### [What this exercise asks]
1: Do these statements agree with the passage about Enda Kenny's pay cut? For each, answer yes or no and quote the words of the passage that decide it. (a) Enda Kenny intended to cut his own pay by 5%. (b) The Irish Times leader dismissed his decision as only a gimmick. (c) Kenny told those on the panel beside him before he announced it.
2: Repeat word for word the part of the passage about Enda Kenny's pay cut starting with "Enda Kenny’s decision" and going on through "earning over €50,000.".
::: Document segment :::
The news that Enda Kenny intended to take a 5% pay cut raised some wry smiles, if not quite laughs, around WorldbyStorm Towers this weekend. It doesn’t help to call 3% extra ‘populist nonsense’ (which indeed it is) a couple of days earlier. Makes one wonder at what percentile it tips from ‘gesture’ to ‘populist’?

Yesterday’s take on it on the Irish Times leader page was entertaining.

Enda Kenny’s decision to adopt a unilateral pay cut of 5 per cent has put it up to the Taoiseach and his Ministers, who are paid more than twice his salary, to at least follow suit. The Fine Gael leader’s decision is more than a gimmick; it gave credibility to his party’s pre-budget submission and its call for a public sector pay freeze next year for all those earning over €50,000.

Does it ‘give credibility’? I seriously doubt it, not least because – even putting the inconsistency between the 5%/8% issue aside – he hadn’t bothered to inform those on the panel beside him when he announced it.
::: Stored data :::
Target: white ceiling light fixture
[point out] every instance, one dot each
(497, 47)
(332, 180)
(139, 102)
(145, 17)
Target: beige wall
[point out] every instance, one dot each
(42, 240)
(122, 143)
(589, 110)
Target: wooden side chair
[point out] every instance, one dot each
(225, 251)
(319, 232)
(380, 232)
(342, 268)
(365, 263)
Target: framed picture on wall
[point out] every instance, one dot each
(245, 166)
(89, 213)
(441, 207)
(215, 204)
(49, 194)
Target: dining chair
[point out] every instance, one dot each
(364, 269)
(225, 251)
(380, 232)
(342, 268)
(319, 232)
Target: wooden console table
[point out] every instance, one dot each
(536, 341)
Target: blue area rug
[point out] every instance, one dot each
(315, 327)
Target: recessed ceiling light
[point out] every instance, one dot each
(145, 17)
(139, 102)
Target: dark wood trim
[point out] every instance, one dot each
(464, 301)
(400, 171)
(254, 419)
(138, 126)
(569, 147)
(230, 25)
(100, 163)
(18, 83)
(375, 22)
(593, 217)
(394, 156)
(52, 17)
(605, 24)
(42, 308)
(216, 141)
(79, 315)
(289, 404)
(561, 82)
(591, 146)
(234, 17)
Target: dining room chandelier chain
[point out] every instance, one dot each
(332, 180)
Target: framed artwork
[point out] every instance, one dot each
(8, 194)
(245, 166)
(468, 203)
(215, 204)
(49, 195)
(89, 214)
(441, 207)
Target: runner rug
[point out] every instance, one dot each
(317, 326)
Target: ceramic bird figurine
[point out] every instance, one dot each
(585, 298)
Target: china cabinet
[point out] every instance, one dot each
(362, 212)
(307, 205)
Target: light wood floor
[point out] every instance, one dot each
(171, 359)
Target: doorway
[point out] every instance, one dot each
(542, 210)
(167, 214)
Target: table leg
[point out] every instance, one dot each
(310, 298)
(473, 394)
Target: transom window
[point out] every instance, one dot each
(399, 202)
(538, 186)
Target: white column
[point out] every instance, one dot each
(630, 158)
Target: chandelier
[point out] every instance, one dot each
:::
### [Answers provided]
1:
(a) Yes: "Enda Kenny intended to take a 5% pay cut"
(b) No: "The Fine Gael leader’s decision is more than a gimmick"
(c) No: "he hadn’t bothered to inform those on the panel beside him when he announced it"

2:
Enda Kenny’s decision to adopt a unilateral pay cut of 5 per cent has put it up to the Taoiseach and his Ministers, who are paid more than twice his salary, to at least follow suit. The Fine Gael leader’s decision is more than a gimmick; it gave credibility to his party’s pre-budget submission and its call for a public sector pay freeze next year for all those earning over €50,000.